- EXCERPTED PASSAGE
Ｏグリコプロテオームと電子移動解離ＭＳ

抄録

Structural analysis of O-glycopeptides is much more challenging than N-glycosylation due to a number of difficulties; There are more than fifteen glycosyl enzymes (GalNTs) in human for initiating O-glycosylation of proteins, and no consensus sequence for O-glycosylation has been described. The assignment of attachment sites of the glycan is further complicated by the fact that there may be many sites of O-glycan attachment adjacent to each other and that these are frequently located in a region of peptide sequence in which many serine and threonine residues are found together, all of which may or may not be glycosylated. In addition, proline residues are often present in the sequence and hamper the sequencing with MS/MS, due to the high efficiency of cleavage at the amide bond on the N-terminal of proline residue in collision-induced dissociation (CID). As a result, quite a small number of attachment sites have been experimentally determined and recorded in the protein database to date.
In our O-glycoproteome project, various chemical methods such as b-elimination followed by Michael addition of different kinds of substituents and partial deglycosylation with trifulromethanesulfonic acid were examined, but they were inadequate to solve the problems when combined with CID. Electron capture dissociation and a similar technique electron transfer dissociation (ETD) produce significantly different types of fragment ions than other fragmentation modes including CID, which introduces internal vibrational energy. In ECD and ETD, labile post-translational modifications such as phosphorylation, glycosylation and others remain attached to the backbone during ECD or ETD MS/MS experiments allowing determination of the site and identity of post-translational modifications. Indeed, we have determined a number of new O-glycosylation sites of plasma proteins with the aid of ETD.

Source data

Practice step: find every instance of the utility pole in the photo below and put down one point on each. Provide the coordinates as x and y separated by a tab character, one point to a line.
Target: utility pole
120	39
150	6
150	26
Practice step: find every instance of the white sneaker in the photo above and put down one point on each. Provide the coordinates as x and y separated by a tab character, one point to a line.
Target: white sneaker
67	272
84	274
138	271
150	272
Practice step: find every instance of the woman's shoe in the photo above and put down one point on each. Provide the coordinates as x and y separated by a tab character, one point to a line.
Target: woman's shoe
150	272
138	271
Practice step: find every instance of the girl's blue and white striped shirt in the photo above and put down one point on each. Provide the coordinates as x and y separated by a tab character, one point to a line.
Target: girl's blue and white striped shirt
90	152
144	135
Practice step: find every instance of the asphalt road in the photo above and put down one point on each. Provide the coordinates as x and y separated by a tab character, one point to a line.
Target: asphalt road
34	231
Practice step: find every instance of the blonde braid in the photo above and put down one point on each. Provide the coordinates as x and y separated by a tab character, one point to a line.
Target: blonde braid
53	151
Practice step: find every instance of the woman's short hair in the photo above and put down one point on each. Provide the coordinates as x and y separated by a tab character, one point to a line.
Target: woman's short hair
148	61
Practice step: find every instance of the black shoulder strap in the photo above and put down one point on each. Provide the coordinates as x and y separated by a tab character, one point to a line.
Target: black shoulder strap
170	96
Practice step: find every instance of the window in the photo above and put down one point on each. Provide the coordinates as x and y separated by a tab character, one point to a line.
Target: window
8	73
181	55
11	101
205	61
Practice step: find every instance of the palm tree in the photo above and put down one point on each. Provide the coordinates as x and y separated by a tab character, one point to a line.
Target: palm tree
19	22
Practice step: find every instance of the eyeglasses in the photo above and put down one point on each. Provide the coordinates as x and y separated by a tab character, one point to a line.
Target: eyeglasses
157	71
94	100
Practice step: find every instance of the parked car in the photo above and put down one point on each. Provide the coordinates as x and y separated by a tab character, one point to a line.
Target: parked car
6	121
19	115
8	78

- WORK REQUEST 1
Duplicate the O-glycopeptide abstract between "In our O-glycoproteome" and "aid of ETD.", inclusive.
- WORK REQUEST 2
According to the O-glycopeptide abstract, how many glycosyl enzymes (GalNTs) in humans initiate O-glycosylation of proteins?

- RESULT 1
In our O-glycoproteome project, various chemical methods such as b-elimination followed by Michael addition of different kinds of substituents and partial deglycosylation with trifulromethanesulfonic acid were examined, but they were inadequate to solve the problems when combined with CID. Electron capture dissociation and a similar technique electron transfer dissociation (ETD) produce significantly different types of fragment ions than other fragmentation modes including CID, which introduces internal vibrational energy. In ECD and ETD, labile post-translational modifications such as phosphorylation, glycosylation and others remain attached to the backbone during ECD or ETD MS/MS experiments allowing determination of the site and identity of post-translational modifications. Indeed, we have determined a number of new O-glycosylation sites of plasma proteins with the aid of ETD.

- RESULT 2
More than fifteen.